* _Exercise brief_: Could you reproduce the rows from the line containing "One pin per instance of the three-quarter" through the line containing "<point>224,413</point>", both ends included and request lines kept, offsetting every coordinate in the answer points by -87 and leaving the sample points in the requests unchanged?

* _Provided records_:
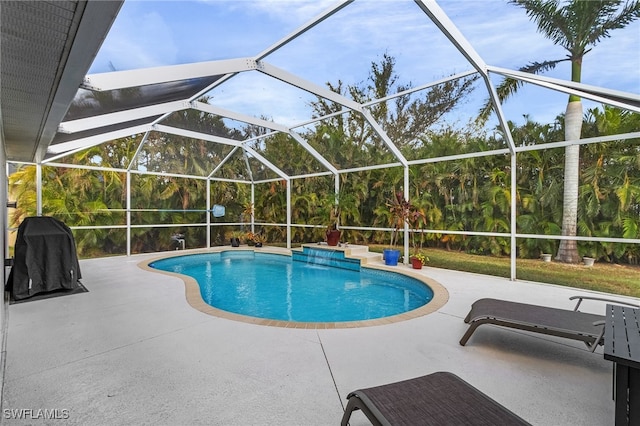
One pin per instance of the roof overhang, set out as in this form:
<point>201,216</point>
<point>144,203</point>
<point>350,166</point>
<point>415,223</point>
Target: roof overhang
<point>46,51</point>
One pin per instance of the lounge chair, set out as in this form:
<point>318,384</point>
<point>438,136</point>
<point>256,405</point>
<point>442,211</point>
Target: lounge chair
<point>439,399</point>
<point>588,328</point>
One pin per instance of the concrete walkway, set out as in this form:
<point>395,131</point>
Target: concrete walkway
<point>133,352</point>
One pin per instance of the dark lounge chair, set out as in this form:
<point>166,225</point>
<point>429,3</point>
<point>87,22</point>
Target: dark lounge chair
<point>588,328</point>
<point>439,399</point>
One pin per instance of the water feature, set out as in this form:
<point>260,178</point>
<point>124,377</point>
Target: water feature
<point>280,288</point>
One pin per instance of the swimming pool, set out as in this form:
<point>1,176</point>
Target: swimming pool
<point>274,287</point>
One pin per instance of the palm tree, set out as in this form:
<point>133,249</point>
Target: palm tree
<point>577,25</point>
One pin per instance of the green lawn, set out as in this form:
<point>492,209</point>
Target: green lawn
<point>605,277</point>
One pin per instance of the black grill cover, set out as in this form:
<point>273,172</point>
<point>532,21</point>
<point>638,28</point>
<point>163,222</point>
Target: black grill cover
<point>45,258</point>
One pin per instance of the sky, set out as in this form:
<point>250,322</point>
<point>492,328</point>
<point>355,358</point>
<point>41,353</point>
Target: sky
<point>150,33</point>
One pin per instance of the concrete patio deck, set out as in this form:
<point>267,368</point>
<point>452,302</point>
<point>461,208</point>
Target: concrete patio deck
<point>132,351</point>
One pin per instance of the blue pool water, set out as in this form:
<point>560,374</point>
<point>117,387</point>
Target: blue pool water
<point>276,287</point>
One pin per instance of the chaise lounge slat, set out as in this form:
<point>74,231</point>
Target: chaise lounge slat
<point>438,399</point>
<point>570,324</point>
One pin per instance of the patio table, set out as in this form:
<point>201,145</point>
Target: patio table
<point>622,346</point>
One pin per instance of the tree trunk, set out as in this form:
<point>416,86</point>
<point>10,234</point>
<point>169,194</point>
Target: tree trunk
<point>568,250</point>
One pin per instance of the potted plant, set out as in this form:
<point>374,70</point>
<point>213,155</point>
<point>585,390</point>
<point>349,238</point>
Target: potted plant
<point>401,212</point>
<point>418,260</point>
<point>259,239</point>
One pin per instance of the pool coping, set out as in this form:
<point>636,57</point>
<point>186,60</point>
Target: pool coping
<point>194,298</point>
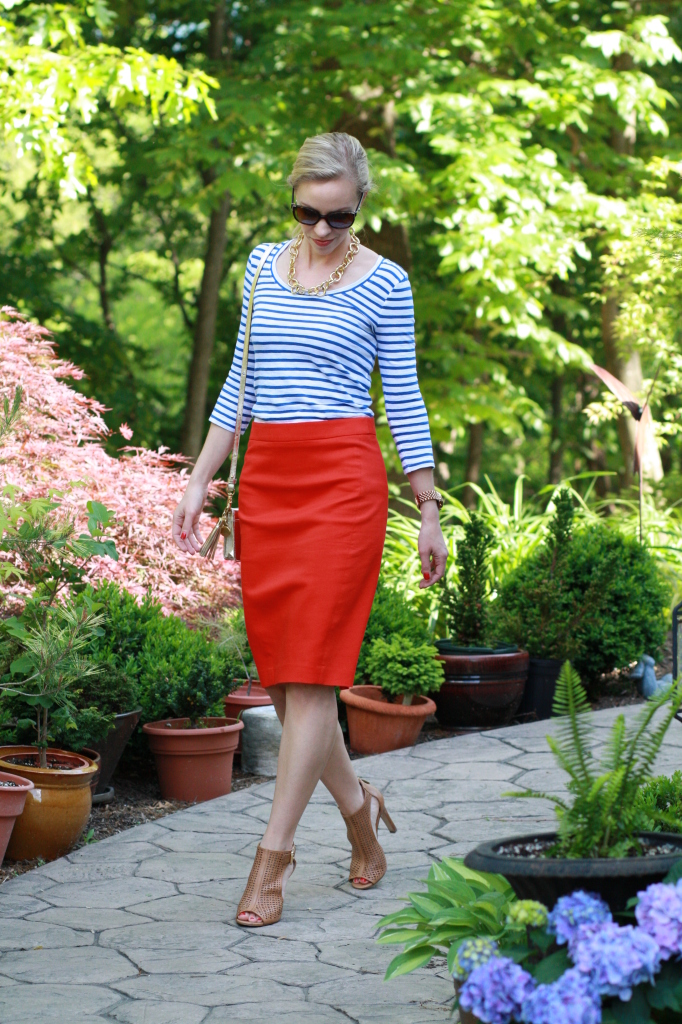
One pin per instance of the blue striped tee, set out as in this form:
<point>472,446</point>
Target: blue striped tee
<point>310,357</point>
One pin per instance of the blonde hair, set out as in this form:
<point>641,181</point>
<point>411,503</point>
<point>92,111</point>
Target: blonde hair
<point>333,155</point>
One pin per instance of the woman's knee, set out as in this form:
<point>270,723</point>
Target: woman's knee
<point>310,697</point>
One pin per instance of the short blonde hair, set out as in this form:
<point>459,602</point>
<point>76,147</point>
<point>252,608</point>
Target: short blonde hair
<point>332,155</point>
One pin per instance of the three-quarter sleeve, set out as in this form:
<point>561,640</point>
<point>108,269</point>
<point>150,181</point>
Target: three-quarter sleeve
<point>397,361</point>
<point>224,413</point>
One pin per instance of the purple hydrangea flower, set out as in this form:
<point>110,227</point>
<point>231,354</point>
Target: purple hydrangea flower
<point>659,914</point>
<point>570,999</point>
<point>616,958</point>
<point>472,953</point>
<point>496,991</point>
<point>572,911</point>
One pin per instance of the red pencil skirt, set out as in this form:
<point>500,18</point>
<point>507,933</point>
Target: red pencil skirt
<point>313,504</point>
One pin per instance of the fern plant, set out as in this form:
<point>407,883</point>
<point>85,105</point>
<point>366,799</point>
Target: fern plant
<point>606,813</point>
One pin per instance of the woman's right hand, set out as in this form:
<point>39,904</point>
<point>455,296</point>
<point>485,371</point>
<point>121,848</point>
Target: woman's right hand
<point>185,518</point>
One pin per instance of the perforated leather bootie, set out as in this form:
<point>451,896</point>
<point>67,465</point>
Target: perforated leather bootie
<point>368,863</point>
<point>264,892</point>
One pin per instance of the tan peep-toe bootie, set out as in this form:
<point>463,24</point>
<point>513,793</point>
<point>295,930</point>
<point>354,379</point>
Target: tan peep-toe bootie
<point>264,892</point>
<point>368,860</point>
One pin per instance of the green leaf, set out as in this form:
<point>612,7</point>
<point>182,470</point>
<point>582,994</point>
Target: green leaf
<point>411,961</point>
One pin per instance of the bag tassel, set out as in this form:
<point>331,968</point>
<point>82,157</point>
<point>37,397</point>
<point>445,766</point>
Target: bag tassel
<point>223,526</point>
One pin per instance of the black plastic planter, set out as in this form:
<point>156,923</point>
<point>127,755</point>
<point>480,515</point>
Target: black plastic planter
<point>540,687</point>
<point>545,879</point>
<point>111,749</point>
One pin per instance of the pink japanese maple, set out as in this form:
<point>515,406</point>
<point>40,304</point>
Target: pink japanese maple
<point>57,445</point>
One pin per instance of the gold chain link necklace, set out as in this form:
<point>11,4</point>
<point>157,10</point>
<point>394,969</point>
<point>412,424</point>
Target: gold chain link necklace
<point>337,274</point>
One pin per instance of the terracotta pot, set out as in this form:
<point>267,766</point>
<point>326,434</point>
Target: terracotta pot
<point>239,700</point>
<point>56,809</point>
<point>194,764</point>
<point>12,800</point>
<point>480,689</point>
<point>376,725</point>
<point>95,757</point>
<point>114,743</point>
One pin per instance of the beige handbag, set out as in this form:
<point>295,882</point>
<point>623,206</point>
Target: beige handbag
<point>227,524</point>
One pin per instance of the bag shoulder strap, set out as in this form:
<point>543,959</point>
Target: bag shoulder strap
<point>231,479</point>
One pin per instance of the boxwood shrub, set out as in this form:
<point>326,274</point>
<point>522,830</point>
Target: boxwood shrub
<point>597,598</point>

* _Answer for this exercise_:
One pin per instance of the three-quarter sleeve, set out as in this form:
<point>561,640</point>
<point>108,269</point>
<point>150,181</point>
Target: three-quarter sleeve
<point>310,274</point>
<point>137,326</point>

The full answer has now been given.